» **Given passage**:
##########

Modern cars are essentially rolling networks. Every time you press a button, turn the steering wheel, or open a door, a message is broadcast across a Controller Area Network (CAN) bus.

I wanted to see what my BMW E87 was thinking.

The hardware

To tap into the CAN bus, you need two things: something to read the physical electrical signals, and something to process the protocol. I used:

  • An ESP32 microcontroller
  • An MCP2551 CAN transceiver module

Finding the bus

The easiest place to find the CAN bus on an E87 is the OBD-II port under the steering wheel, but that’s often isolated behind a gateway that only wakes up for diagnostic requests. To hear the “chatter”, I tapped directly into the K-CAN (Karosserie-CAN, or body CAN) behind the radio.

##########

» **Dataset excerpt**:
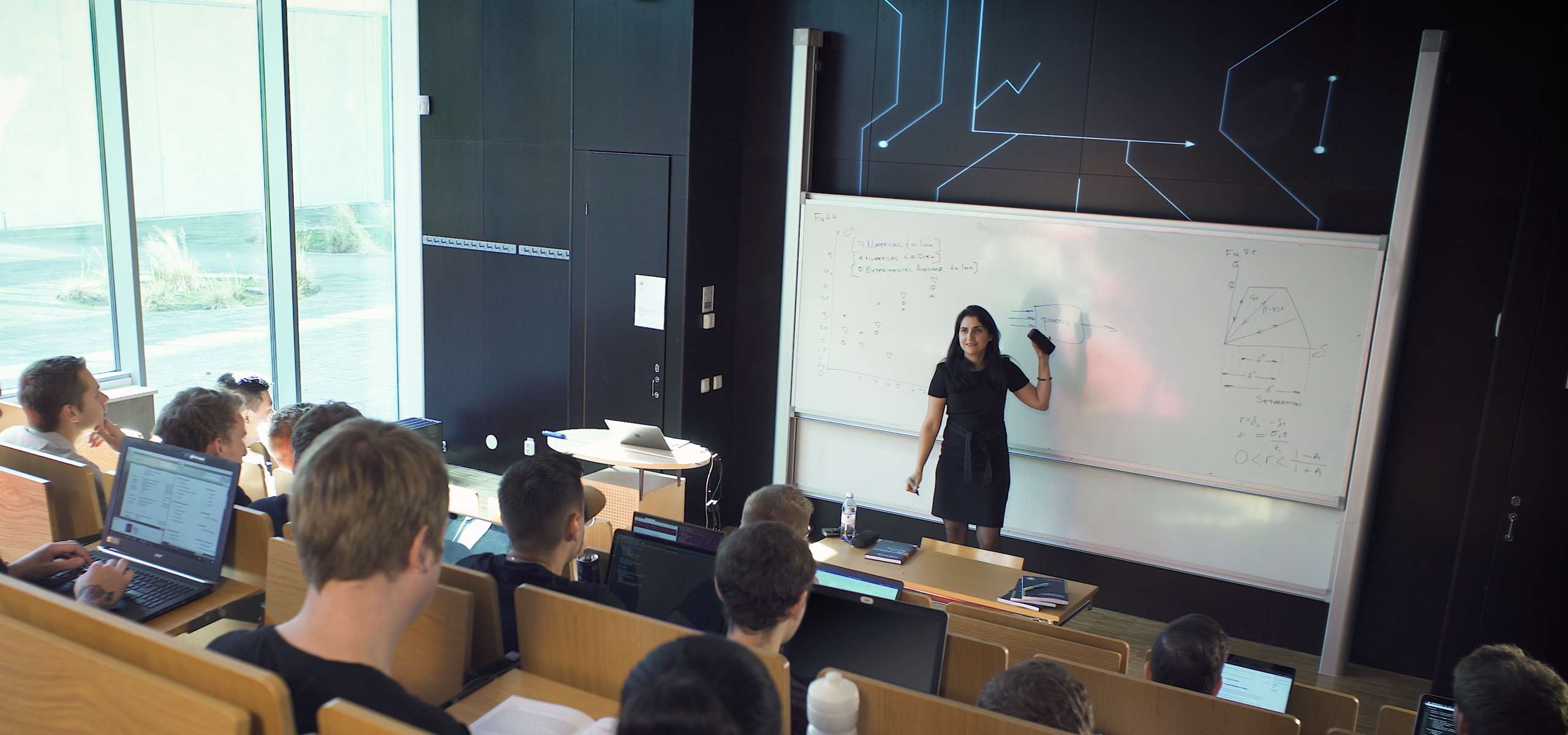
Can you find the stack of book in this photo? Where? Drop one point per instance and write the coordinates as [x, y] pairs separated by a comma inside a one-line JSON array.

##########

» **Tasks to complete**:
**A.** Answer these from the write-up on the BMW E87's CAN bus, one line each:
(i) Which CAN transceiver module was used?
(ii) Where is the OBD-II port on the E87?
(iii) Where was the K-CAN tapped into directly?
**B.** Write out the part of the write-up on the BMW E87's CAN bus starting at "Modern cars are" and ending at "Network (CAN) bus.".
**C.** Extend the write-up on tapping into the BMW E87's CAN bus, continuing after its last sentence.

» **Answers given**:
**A.**
(i) An MCP2551 CAN transceiver module.
(ii) Under the steering wheel.
(iii) Behind the radio.

**B.**
Modern cars are essentially rolling networks. Every time you press a button, turn the steering wheel, or open a door, a message is broadcast across a Controller Area Network (CAN) bus.

**C.**
can_reader.cpp cpp
#include <ESP32CAN.h>
#include <CAN_config.h>

CAN_device_t CAN_cfg;

void setup() {
    Serial.begin(115200);

    // Set CAN pins
    CAN_cfg.tx_pin_id = GPIO_NUM_5;
    CAN_cfg.rx_pin_id = GPIO_NUM_4;

    // BMW K-CAN runs at 100kbps
    CAN_cfg.speed = CAN_SPEED_100KBPS;
    CAN_cfg.rx_queue = xQueueCreate(10, sizeof(CAN_frame_t));

    ESP32Can.CANInit();
}

The noise

When I finally got it connected and powered up, the terminal was immediately flooded. The car generates thousands of messages a second even when the engine is off but the car is awake.